● Compito da svolgere:
Trasforma in un elenco numerato le righe che partono da quella contenente "Please put a marker on the ceiling" e arrivano all'ultima riga, entrambe comprese, tralasciando le righe vuote.
▼▼▼
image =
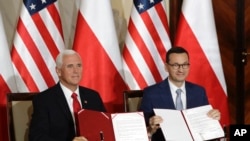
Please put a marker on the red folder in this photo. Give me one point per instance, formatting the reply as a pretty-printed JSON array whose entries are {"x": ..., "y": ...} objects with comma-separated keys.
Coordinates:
[{"x": 95, "y": 125}]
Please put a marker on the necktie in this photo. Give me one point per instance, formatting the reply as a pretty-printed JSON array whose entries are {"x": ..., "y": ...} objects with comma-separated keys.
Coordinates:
[
  {"x": 76, "y": 109},
  {"x": 179, "y": 105}
]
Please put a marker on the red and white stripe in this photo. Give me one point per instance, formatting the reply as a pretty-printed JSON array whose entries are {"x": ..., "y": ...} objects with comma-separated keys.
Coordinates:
[
  {"x": 7, "y": 81},
  {"x": 96, "y": 41},
  {"x": 146, "y": 44},
  {"x": 197, "y": 33},
  {"x": 38, "y": 40}
]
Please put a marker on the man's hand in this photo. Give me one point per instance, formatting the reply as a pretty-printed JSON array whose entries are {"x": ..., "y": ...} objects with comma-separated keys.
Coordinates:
[
  {"x": 154, "y": 124},
  {"x": 214, "y": 113}
]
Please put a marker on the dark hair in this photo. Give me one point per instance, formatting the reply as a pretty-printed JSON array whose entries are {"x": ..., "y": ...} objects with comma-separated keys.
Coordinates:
[{"x": 175, "y": 49}]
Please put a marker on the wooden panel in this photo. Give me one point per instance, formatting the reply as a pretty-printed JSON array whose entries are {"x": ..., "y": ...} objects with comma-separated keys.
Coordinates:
[
  {"x": 225, "y": 12},
  {"x": 225, "y": 18}
]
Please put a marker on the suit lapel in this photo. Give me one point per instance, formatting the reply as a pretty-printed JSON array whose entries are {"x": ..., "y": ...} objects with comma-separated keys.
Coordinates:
[{"x": 62, "y": 102}]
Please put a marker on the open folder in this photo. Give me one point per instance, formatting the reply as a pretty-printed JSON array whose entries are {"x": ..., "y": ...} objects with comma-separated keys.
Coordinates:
[
  {"x": 190, "y": 124},
  {"x": 98, "y": 126}
]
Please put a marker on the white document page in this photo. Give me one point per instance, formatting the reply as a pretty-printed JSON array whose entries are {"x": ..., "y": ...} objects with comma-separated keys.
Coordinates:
[
  {"x": 129, "y": 126},
  {"x": 173, "y": 126},
  {"x": 202, "y": 126}
]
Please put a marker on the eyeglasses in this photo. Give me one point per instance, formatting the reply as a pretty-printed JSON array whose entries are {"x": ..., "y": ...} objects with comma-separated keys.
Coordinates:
[{"x": 177, "y": 66}]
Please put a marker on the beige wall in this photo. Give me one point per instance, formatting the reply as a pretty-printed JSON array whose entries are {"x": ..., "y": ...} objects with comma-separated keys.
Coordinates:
[{"x": 10, "y": 12}]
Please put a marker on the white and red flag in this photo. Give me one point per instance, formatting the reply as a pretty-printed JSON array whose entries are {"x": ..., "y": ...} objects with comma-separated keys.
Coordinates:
[
  {"x": 37, "y": 42},
  {"x": 146, "y": 44},
  {"x": 96, "y": 41},
  {"x": 7, "y": 81},
  {"x": 197, "y": 33}
]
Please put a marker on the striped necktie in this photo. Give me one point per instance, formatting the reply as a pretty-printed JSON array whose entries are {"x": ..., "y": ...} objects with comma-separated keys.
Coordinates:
[{"x": 179, "y": 105}]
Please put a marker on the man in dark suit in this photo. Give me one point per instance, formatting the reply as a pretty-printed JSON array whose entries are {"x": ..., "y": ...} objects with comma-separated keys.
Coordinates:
[
  {"x": 163, "y": 94},
  {"x": 53, "y": 115}
]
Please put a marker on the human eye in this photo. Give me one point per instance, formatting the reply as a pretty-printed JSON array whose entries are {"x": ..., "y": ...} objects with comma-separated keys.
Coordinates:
[{"x": 185, "y": 65}]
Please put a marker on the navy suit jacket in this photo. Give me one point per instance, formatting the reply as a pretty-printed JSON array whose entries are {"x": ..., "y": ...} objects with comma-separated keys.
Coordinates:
[
  {"x": 159, "y": 96},
  {"x": 52, "y": 119}
]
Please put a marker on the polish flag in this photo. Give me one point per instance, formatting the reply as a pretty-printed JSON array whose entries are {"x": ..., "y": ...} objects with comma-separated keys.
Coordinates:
[
  {"x": 197, "y": 33},
  {"x": 96, "y": 42}
]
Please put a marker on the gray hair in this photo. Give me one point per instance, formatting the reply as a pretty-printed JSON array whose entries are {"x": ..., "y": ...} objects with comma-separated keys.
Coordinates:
[{"x": 59, "y": 58}]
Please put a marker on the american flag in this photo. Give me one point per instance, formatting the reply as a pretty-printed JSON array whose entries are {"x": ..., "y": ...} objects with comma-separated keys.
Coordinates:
[
  {"x": 146, "y": 44},
  {"x": 38, "y": 40},
  {"x": 7, "y": 81}
]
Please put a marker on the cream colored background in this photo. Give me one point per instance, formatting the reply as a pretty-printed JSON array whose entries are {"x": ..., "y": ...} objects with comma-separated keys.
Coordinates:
[{"x": 10, "y": 13}]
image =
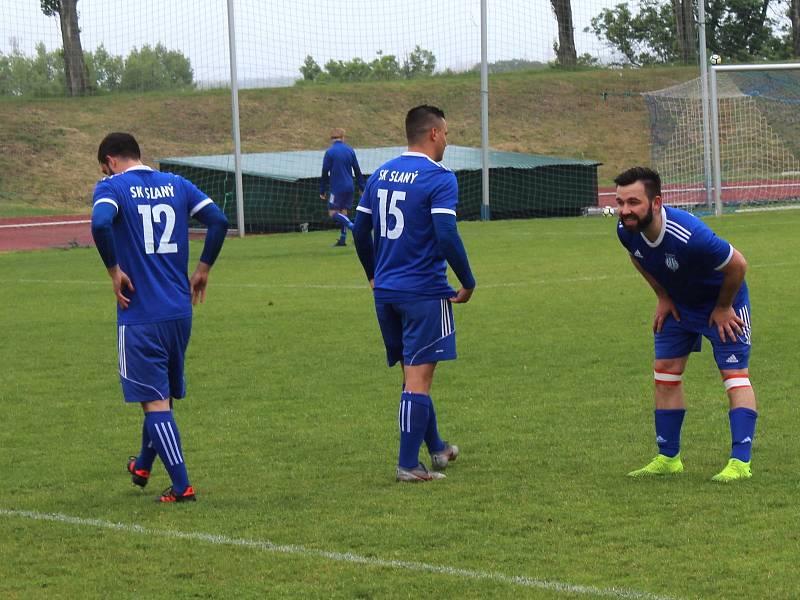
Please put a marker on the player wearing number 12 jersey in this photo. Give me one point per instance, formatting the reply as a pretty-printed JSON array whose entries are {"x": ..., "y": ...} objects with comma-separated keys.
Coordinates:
[
  {"x": 405, "y": 235},
  {"x": 140, "y": 224}
]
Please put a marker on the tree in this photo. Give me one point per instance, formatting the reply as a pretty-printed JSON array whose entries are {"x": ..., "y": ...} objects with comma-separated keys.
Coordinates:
[
  {"x": 685, "y": 30},
  {"x": 664, "y": 31},
  {"x": 565, "y": 47},
  {"x": 420, "y": 63},
  {"x": 310, "y": 69},
  {"x": 740, "y": 29},
  {"x": 156, "y": 68},
  {"x": 647, "y": 37},
  {"x": 76, "y": 74}
]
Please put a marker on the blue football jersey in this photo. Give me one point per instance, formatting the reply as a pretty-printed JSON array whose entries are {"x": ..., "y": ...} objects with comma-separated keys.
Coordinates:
[
  {"x": 151, "y": 236},
  {"x": 401, "y": 196},
  {"x": 340, "y": 164},
  {"x": 685, "y": 259}
]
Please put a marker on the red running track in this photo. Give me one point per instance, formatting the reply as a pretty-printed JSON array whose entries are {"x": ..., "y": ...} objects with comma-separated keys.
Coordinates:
[{"x": 32, "y": 233}]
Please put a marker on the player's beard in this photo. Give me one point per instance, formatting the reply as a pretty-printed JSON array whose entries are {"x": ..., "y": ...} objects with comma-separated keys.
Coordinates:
[{"x": 641, "y": 224}]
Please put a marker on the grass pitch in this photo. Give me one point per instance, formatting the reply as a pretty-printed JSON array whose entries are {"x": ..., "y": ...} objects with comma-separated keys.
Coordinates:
[{"x": 290, "y": 433}]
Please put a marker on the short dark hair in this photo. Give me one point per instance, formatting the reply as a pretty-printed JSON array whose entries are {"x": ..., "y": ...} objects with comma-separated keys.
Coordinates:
[
  {"x": 118, "y": 144},
  {"x": 420, "y": 120},
  {"x": 649, "y": 177}
]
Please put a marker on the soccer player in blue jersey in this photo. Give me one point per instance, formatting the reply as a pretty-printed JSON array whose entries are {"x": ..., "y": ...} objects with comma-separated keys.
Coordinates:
[
  {"x": 698, "y": 279},
  {"x": 410, "y": 205},
  {"x": 140, "y": 224},
  {"x": 338, "y": 167}
]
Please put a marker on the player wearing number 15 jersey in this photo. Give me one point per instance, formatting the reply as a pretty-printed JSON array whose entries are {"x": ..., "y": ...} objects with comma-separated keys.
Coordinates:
[
  {"x": 405, "y": 235},
  {"x": 140, "y": 224}
]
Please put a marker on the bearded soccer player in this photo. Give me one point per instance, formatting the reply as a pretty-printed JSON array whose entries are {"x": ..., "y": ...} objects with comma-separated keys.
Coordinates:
[
  {"x": 140, "y": 224},
  {"x": 410, "y": 205},
  {"x": 698, "y": 279}
]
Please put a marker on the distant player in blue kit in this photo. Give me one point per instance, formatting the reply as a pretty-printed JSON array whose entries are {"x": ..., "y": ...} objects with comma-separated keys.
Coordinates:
[
  {"x": 410, "y": 205},
  {"x": 338, "y": 168},
  {"x": 698, "y": 279},
  {"x": 140, "y": 224}
]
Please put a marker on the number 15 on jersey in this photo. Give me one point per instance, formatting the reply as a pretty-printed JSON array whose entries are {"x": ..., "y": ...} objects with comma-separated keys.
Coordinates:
[{"x": 392, "y": 209}]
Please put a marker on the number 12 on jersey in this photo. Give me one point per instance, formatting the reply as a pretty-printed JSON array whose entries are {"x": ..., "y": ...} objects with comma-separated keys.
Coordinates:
[
  {"x": 154, "y": 214},
  {"x": 394, "y": 210}
]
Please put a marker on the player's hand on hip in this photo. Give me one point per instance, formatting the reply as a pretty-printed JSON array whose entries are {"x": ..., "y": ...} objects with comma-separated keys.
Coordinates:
[
  {"x": 664, "y": 309},
  {"x": 728, "y": 323},
  {"x": 198, "y": 282},
  {"x": 121, "y": 281},
  {"x": 462, "y": 295}
]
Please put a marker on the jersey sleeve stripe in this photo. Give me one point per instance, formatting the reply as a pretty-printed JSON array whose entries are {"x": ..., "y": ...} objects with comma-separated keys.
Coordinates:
[
  {"x": 107, "y": 201},
  {"x": 679, "y": 227},
  {"x": 200, "y": 205},
  {"x": 726, "y": 261}
]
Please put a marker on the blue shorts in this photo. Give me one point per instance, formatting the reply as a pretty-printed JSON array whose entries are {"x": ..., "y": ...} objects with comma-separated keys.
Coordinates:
[
  {"x": 418, "y": 332},
  {"x": 340, "y": 201},
  {"x": 151, "y": 359},
  {"x": 679, "y": 338}
]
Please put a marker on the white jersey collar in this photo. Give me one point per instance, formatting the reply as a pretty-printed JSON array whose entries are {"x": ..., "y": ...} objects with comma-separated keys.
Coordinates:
[{"x": 661, "y": 234}]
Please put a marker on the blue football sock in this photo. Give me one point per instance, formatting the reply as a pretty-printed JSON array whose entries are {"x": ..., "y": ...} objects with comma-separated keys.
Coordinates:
[
  {"x": 147, "y": 454},
  {"x": 432, "y": 439},
  {"x": 343, "y": 221},
  {"x": 167, "y": 441},
  {"x": 743, "y": 430},
  {"x": 668, "y": 430},
  {"x": 413, "y": 419}
]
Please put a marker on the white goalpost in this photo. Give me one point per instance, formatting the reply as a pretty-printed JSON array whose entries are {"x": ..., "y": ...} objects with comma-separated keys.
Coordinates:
[
  {"x": 750, "y": 159},
  {"x": 755, "y": 118}
]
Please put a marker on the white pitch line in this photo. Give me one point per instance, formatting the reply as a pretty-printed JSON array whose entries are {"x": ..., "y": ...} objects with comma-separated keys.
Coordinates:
[
  {"x": 46, "y": 224},
  {"x": 345, "y": 557}
]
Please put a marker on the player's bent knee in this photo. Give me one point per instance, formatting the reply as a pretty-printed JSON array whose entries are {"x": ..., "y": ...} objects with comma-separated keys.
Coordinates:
[
  {"x": 735, "y": 381},
  {"x": 668, "y": 378}
]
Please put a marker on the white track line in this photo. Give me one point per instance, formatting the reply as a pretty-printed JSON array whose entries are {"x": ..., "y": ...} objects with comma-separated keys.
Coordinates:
[
  {"x": 46, "y": 224},
  {"x": 345, "y": 557},
  {"x": 335, "y": 286}
]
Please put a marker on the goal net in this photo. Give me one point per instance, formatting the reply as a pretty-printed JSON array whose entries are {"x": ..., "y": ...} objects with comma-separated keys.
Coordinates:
[{"x": 759, "y": 145}]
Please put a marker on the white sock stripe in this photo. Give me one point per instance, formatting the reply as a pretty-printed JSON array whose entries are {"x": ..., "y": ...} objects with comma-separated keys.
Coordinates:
[
  {"x": 124, "y": 358},
  {"x": 176, "y": 446},
  {"x": 659, "y": 376},
  {"x": 171, "y": 442},
  {"x": 164, "y": 445},
  {"x": 733, "y": 382},
  {"x": 400, "y": 416}
]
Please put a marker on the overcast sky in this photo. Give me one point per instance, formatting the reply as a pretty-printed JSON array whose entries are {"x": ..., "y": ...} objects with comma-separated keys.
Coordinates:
[{"x": 273, "y": 37}]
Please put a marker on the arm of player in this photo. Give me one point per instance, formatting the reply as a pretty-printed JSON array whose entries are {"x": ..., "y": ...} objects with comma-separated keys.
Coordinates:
[
  {"x": 728, "y": 323},
  {"x": 444, "y": 225},
  {"x": 362, "y": 238},
  {"x": 216, "y": 228},
  {"x": 357, "y": 172},
  {"x": 665, "y": 305},
  {"x": 324, "y": 178},
  {"x": 103, "y": 215}
]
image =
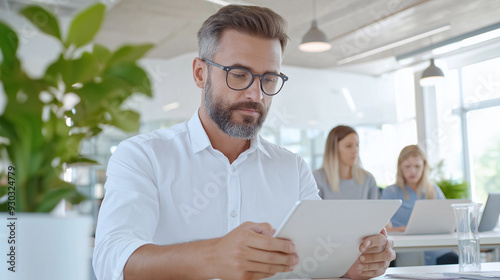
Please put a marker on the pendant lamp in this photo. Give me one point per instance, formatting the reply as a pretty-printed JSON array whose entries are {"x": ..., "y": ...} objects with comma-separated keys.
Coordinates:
[
  {"x": 432, "y": 75},
  {"x": 314, "y": 40}
]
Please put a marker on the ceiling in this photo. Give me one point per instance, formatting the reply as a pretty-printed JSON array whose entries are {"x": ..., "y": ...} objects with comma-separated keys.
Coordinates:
[{"x": 353, "y": 27}]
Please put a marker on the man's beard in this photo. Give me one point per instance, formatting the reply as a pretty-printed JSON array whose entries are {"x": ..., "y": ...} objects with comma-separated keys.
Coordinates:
▲▲▲
● Soluzione dell'esercizio:
1. Please put a marker on the ceiling in this photo. Give me one point per instance, formatting the reply as a pretty-printed JSON array whose entries are {"x": ..., "y": ...} objects with comma-separated keys.
2. Coordinates:
3. [{"x": 353, "y": 27}]
4. Please put a marker on the man's beard in this photo. Give me one point per instance, formatting the reply as a pretty-printed JSON array whose entries are {"x": ..., "y": ...} objects with comma-separated keys.
5. Coordinates:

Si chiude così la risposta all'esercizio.